◆ CONSIGNES ◆
1. Répondez à ces questions sur le texte du jeu du taureau :
(a) Combien de taureaux sont choisis lors du triage ?
(b) Au son de quel instrument les gens dansent-ils pendant l'attente ?
(c) À quelle heure le défilé de véhicules part-il du village ?
2. Écrivez la suite du texte sur le jeu du taureau, en reprenant juste après sa dernière phrase.

---------- EXTRAIT ----------

Venons-en maintenant, au «jeu du taureau» ou à la course proprement dite ; et voyons comment elle se déroule, dans nos plus petites cités, à l'occasion des fêtes votives, auxquelles, sans doute, nous devons la conservation de nos vieilles coutumes. La réjouissance publique est une pièce en trois actes, si je puis m'exprimer ainsi, et qui comprend :

 

1° l'amenée des taureaux ou « abrivado » ;

2° la course ;

3° le lâcher des animaux ou « la bandisso ».

 

Etudions-les, un à un.

 

Dès six heures du matin, du village intéressé, jusque aux pâturages, où se trouve la manade qui doit fournir le bétail destiné à la course, c'est un défilé très original de véhicules les plus divers, qui se rendent, à l'endroit même ou doit se faire le choix ou « triage » des six encornés avec lesquels les « raseteurs » devront se mesurer durant l'après-midi.

 

En attendant les gardians de métier et les cavaliers du village, ou des villages voisins, qui viennent les aider dans l'opération de l’« abrivado », les citadins et leur famille déjeunent sur l’herbe, et des danses, au son du hautbois, s'improvisent.

 

Puis, à un signal donné, les gardians se mettent en selle ; tous les spectateurs, par précaution, remontent sur leurs véhicules ; et le triage de la course commence. Les cavaliers pénètrent dans le troupeau. Rassurez-vous ! Si l'on vous a souvent parlé du danger que courent, en Espagne, les « vaqueros » en pleine campagne, ou les « picadors » dans les arènes, nos petits chevaux blancs, et par contre-coup ceux qui les montent, n'ont rien, ou presque rien à redouter du taureau Camargue, car côte à côte, ils vivent la même vie sauvage, et sont habitués à être mélangés dans les pâturages. Une entente tacite semble s'être établie entre ces disgraciés de la nature, qui ne songent même pas à se disputer la maigre pitance mise à leur disposition.

---------- JEU DE DONNÉES ----------

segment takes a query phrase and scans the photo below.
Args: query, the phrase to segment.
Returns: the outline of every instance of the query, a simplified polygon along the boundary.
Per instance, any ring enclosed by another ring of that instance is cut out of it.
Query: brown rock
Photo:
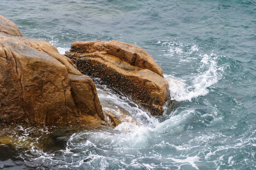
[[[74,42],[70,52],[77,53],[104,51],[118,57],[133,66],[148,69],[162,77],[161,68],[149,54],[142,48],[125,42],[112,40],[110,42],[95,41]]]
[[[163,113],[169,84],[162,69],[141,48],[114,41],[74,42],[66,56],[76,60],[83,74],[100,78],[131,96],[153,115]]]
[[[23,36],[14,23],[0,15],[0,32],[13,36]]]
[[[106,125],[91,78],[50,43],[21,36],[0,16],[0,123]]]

----------
---------- JEU DE DONNÉES ----------

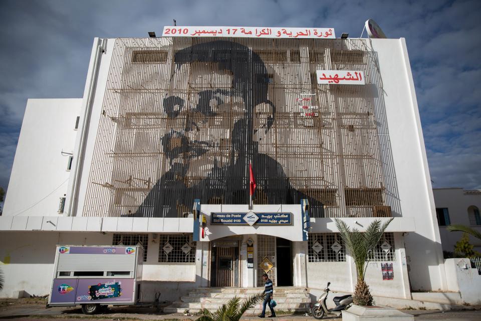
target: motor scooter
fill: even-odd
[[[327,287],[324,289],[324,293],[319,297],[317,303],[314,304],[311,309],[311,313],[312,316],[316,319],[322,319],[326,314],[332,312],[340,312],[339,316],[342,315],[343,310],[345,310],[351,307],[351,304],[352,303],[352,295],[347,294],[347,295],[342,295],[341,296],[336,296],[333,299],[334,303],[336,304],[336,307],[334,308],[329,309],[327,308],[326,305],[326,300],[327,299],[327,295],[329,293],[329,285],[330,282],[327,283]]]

----------

◆ RÉPONSES ◆
1.
(a) Six taureaux.
(b) Au son du hautbois.
(c) Dès six heures du matin.

2.
 

Les gardians s'emploient, tout d'abord, à séparer de ses congénères l'un des vieux taureaux, facile à distinguer par la sonnaille qu'il porte au cou, et à le pousser vers un point très rapproché, sur lequel il restera maintenu sous la surveillance d'un cavalier qui l'empêchera de retourner à sa manade.

 

Ceci fait, les cavaliers, sur l'indication que leur donne le propriétaire, ou le gardian chef, entraînent hors du troupeau, d'abord un premier taureau qu'ils essaient de conduire vers l’ancêtre, bien calme près de là. Dès que le jeune aperçoit son aîné, il cesse de tenter de se soustraire à la poursuite des cavaliers, et se dirige docilement vers lui.

 

C'est que, chez la gent taurine, le respect des jeunes pour les vieux est un fait des plus marquant, et tellement indéniable, que l'homme, dès longtemps, avec son sens de l'observation, a dû le mettre à profit. C'est le cas dans l’ « abrivado ».

 

Un deuxième, un troisième, et jusqu'à six taureaux sont, de la même manière, extraits du troupeau, et leur poursuite a amusé la foule venue pour jouir d'un spectacle toujours attrayant pour elle.

 

Le petit groupe de sept taureaux étant enfin constitué, les cavaliers l'encerclent pour l'amener vers le village où la course doit avoir lieu. Il est suivi par une longue file de voitures, dont les occupants veulent jouir, jusqu'à la dernière minute, des divers incidents qui pourront se produire au cours de la randonnée. Cavaliers et quadrupèdes auront, à travers champs, dès qu'ils s'écarteront des routes, à franchir des fossés ; plus loin, c'est peut-être un cours d'eau qu'ils devront traverser.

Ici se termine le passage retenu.